### [Exercise requirements]
Identify and copy every line of the material that contains the string "sign".

### [Provided information]
* Begin *

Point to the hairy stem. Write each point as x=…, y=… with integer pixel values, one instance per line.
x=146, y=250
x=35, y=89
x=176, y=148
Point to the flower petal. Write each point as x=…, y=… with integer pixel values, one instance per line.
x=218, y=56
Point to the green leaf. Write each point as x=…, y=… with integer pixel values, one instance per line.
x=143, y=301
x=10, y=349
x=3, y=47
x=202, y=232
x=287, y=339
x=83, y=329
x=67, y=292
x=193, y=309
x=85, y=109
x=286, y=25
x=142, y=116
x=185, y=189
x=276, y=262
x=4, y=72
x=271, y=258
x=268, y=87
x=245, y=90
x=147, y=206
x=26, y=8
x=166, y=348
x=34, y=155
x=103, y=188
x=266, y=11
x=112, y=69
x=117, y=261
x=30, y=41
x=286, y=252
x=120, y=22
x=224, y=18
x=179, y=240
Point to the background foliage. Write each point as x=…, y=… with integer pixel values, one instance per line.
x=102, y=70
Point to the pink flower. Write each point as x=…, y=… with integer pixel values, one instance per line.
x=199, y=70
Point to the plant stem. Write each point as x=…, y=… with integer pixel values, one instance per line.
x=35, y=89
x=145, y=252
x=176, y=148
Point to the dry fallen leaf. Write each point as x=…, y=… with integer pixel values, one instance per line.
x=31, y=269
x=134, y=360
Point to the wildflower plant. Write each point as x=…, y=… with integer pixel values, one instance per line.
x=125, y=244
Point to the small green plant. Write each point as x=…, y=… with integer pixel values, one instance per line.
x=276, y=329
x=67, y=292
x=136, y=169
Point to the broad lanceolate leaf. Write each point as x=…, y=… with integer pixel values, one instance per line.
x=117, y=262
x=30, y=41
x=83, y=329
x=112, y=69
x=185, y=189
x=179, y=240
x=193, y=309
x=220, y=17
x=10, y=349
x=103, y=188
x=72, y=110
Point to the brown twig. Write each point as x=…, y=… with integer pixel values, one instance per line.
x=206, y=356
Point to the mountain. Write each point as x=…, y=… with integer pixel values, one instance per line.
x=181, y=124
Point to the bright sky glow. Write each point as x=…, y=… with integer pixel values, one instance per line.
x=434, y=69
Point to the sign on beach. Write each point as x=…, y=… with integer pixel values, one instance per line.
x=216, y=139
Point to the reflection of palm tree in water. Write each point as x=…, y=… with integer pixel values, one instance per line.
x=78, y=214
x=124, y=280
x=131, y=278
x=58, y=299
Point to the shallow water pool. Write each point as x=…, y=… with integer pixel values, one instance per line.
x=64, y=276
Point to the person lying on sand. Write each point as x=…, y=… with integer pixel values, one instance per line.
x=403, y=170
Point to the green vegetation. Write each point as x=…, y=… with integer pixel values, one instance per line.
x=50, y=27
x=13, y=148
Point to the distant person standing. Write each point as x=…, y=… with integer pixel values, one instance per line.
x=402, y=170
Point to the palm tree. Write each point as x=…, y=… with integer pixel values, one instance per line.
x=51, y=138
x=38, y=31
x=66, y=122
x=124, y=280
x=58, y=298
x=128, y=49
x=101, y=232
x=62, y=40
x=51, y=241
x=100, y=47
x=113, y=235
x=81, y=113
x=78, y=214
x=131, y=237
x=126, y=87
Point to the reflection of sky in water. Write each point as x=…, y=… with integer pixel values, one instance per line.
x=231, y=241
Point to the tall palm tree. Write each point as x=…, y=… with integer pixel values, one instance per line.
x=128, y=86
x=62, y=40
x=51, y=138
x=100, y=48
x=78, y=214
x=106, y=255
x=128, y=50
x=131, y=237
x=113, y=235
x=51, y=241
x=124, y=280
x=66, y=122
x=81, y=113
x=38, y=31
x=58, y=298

* End *
* Begin *

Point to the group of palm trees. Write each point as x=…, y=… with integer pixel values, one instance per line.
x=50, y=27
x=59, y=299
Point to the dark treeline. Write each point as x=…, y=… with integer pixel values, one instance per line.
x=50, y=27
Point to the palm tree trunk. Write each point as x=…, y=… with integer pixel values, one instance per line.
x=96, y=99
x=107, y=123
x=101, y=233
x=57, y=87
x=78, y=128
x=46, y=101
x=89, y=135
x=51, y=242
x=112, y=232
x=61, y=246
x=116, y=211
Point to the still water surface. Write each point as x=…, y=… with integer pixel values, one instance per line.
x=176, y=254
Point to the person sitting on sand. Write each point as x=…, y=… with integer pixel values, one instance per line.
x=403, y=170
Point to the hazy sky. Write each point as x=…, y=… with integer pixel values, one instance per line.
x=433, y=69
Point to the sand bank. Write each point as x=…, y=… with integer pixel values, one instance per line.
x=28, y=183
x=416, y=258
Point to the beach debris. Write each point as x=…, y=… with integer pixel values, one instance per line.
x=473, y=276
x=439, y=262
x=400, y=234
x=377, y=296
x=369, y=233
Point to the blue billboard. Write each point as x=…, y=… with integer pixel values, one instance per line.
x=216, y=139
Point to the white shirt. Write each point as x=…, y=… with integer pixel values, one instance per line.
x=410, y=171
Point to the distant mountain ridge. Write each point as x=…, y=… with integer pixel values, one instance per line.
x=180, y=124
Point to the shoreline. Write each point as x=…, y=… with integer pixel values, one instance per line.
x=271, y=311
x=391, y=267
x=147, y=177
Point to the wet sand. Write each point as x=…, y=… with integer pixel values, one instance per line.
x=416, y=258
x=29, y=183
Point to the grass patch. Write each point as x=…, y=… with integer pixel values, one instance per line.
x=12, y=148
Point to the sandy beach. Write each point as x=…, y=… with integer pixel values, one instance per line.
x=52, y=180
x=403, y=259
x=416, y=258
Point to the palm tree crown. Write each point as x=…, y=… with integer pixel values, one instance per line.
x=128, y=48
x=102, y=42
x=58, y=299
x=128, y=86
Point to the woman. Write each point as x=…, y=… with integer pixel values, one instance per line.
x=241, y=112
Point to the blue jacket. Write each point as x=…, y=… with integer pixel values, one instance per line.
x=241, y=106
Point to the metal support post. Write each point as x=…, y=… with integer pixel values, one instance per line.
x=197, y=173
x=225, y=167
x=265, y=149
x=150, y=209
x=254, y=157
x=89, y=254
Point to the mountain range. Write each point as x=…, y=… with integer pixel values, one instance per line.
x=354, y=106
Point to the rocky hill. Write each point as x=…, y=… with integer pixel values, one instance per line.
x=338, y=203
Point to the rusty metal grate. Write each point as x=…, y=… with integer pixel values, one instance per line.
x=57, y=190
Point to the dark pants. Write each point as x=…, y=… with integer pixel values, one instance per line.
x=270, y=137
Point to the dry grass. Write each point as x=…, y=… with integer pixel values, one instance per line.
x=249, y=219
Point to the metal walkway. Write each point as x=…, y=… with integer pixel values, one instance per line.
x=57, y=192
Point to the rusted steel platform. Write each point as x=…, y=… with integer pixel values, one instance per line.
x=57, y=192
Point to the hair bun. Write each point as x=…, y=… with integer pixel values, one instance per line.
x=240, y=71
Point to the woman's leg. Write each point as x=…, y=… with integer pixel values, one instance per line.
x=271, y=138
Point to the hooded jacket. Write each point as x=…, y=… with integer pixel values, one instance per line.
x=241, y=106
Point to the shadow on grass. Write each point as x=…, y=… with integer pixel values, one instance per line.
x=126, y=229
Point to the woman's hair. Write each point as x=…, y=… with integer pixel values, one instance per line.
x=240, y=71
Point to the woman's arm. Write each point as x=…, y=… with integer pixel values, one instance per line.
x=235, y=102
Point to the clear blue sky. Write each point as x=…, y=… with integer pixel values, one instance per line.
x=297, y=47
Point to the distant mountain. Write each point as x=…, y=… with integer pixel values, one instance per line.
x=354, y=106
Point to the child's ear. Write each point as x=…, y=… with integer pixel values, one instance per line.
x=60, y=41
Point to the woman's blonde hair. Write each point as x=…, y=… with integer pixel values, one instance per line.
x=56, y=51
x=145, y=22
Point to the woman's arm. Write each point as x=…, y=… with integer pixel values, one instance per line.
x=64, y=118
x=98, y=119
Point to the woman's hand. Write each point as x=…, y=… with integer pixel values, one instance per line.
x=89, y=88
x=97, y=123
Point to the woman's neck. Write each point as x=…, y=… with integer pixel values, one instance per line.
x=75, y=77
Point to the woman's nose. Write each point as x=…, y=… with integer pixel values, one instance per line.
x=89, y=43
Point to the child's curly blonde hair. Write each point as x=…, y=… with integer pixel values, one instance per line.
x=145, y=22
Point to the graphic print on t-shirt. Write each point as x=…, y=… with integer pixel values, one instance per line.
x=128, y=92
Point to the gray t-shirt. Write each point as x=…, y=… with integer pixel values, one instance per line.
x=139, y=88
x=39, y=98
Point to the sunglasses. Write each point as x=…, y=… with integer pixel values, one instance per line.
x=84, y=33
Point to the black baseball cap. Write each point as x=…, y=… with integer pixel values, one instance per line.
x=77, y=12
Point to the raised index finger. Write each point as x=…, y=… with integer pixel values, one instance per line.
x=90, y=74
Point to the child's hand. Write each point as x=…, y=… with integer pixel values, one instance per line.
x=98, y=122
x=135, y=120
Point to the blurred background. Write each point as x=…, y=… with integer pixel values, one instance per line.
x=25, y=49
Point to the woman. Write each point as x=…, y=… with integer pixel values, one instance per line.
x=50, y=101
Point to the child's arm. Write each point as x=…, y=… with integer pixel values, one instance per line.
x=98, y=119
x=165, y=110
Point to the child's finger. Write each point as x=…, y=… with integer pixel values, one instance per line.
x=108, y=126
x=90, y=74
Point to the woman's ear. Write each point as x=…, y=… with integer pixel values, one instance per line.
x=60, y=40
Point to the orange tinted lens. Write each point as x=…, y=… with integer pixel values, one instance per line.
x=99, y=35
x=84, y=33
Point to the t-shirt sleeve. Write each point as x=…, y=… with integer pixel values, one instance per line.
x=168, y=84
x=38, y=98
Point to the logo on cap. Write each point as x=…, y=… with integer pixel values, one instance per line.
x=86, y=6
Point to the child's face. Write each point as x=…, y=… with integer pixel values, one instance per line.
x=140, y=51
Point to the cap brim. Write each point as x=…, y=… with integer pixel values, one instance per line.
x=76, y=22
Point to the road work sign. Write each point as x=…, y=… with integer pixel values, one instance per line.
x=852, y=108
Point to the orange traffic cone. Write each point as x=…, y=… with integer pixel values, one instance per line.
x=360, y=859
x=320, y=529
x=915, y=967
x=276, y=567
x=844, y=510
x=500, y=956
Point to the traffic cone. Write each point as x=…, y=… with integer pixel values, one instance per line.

* End *

### [Written solution]
Point to the sign on beach. Write each point as x=…, y=… with integer pixel values, one instance per line.
Point to the road work sign. Write each point as x=…, y=… with integer pixel values, one instance per line.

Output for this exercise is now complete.